:: TEXTAUSZUG ::
◇ ◇ ◇ ◇
Trotz der Verurteilung in Italien stellte die Staatsanwaltschaft Stuttgart ein Ermittlungsverfahren gegen Gerhard Sommer und andere SS-Männer mit abwegiger Begründung ein, nachdem sie das Verfahren jahrelang verschleppt hatte. Die Entscheidung der Staatsanwaltschaft Stuttgart wurde von den Überlebenden aus Sant’Anna di Stazzema als fortgesetzte Demütigung empfunden. In Stuttgart wartete man offenbar auf die biologische Lösung des Problems. Gerhard Sommer erfreut sich allerdings noch guter Gesundheit und ist verhandlungsfähig.

Die Entscheidung aus Karlsruhe ist ein großer Erfolg und eine Genugtuung für die Opfer und Überlebenden des Massakers. Der Arbeitskreis Distomo unterstützt das Anliegen der Opfer und schließt sich deren Forderung an, dass die Staatsanwaltschaft Hamburg nun unverzüglich Anklage erheben muss.

Zeitgleich hat das Italienische Verfassungsgericht bekannt gegeben, dass am 23. September 2014 eine öffentliche Verhandlung in einem Prozess für die Entschädigung von NS-Opfern stattfinden wird. Auch hier geht es darum, ob fast 70 Jahre nach Ende des Zweiten Weltkriegs endlich Gerechtigkeit geschaffen wird. Deutschland verweigert nach wie vor den meisten NS-Opfern eine Entschädigung für das erlittene Leid.

In einem Verfahren dreier ehemaliger NS-Zwangsarbeiter geht es darum, ob die Gerichte in Italien über deren Klagen auf Entschädigung gegen Deutschland verhandeln dürfen oder nicht. Die deutsche Seite verneint dies und stützt sich dabei auf ein Urteil des Internationalen Gerichtshofs (IGH) in Den Haag, der Deutschland Staatenimmunität für die NS-Kriegsverbrechen zubilligte. Diesen Freibrief des IGH versucht Deutschland nun zu nutzen, um alle weiteren Klagen abzuwehren.

Das Landgericht Florenz war allerdings anderer Auffassung und legte dem Verfassungsgericht das Verfahren zur Entscheidung vor. Im Kern geht es darum, ob die Opfer und Überlebenden von NS-Kriegsverbrechen ihr Recht vor den Gerichten ihres Herkunftslandes suchen dürfen oder nicht.

Der IGH hat die Rechte der Individuen und deren Ansprüche auf Entschädigung missachtet. Das Italienische Verfassungsgericht muss darüber befinden, ob das Urteil aus Den Haag gegen die Italienische Verfassung verstößt.
◇ ◇ ◇ ◇
[Gespeicherte Einträge]

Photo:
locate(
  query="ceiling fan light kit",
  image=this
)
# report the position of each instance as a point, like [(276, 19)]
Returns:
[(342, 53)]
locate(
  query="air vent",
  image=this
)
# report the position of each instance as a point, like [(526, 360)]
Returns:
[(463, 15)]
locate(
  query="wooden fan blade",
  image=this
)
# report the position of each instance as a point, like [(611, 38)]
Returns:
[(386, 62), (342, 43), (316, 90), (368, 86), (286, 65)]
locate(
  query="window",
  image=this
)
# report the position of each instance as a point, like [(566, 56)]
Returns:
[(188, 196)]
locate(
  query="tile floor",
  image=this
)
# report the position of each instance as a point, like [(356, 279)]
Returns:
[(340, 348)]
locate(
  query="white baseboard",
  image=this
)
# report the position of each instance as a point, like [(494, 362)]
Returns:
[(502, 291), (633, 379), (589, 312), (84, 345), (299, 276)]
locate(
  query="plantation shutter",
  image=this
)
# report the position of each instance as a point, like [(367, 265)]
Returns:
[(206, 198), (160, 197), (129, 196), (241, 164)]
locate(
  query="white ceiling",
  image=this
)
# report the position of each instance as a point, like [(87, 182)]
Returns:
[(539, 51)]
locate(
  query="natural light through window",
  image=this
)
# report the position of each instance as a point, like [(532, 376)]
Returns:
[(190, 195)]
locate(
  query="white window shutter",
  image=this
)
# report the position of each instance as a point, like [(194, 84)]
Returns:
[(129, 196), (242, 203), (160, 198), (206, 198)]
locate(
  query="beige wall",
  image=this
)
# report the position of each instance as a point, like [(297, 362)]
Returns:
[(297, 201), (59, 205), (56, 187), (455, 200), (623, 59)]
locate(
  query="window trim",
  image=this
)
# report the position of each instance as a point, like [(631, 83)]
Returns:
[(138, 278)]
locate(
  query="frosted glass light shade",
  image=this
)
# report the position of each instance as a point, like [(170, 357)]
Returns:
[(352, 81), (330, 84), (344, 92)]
◇ ◇ ◇ ◇
:: AUFGABE A ::
An welchem Tag findet laut dem Textauszug die öffentliche Verhandlung vor dem Italienischen Verfassungsgericht statt?
:: AUFGABE B ::
Stimmen diese Aussagen mit dem Textauszug überein? Antworten Sie jeweils mit Ja oder Nein und zitieren Sie die entscheidenden Worte.
(i) Die Staatsanwaltschaft Stuttgart hat Anklage gegen Gerhard Sommer erhoben.
(ii) Das Landgericht Florenz hat das Verfahren dem Verfassungsgericht vorgelegt.
(iii) Der IGH hat Deutschland Staatenimmunität für die NS-Kriegsverbrechen zugestanden.
:: AUFGABE C ::
Zählen Sie alle Gerichte und Staatsanwaltschaften auf, die im Textauszug mit Namen genannt werden.

:: LÖSUNG A ::
Am 23. September 2014.

:: LÖSUNG B ::
(i) Nein: „stellte die Staatsanwaltschaft Stuttgart ein Ermittlungsverfahren gegen Gerhard Sommer und andere SS-Männer mit abwegiger Begründung ein“
(ii) Ja: „legte dem Verfassungsgericht das Verfahren zur Entscheidung vor“
(iii) Ja: „der Deutschland Staatenimmunität für die NS-Kriegsverbrechen zubilligte“

:: LÖSUNG C ::
Staatsanwaltschaft Stuttgart, Staatsanwaltschaft Hamburg, Italienisches Verfassungsgericht, Internationaler Gerichtshof (IGH) in Den Haag, Landgericht Florenz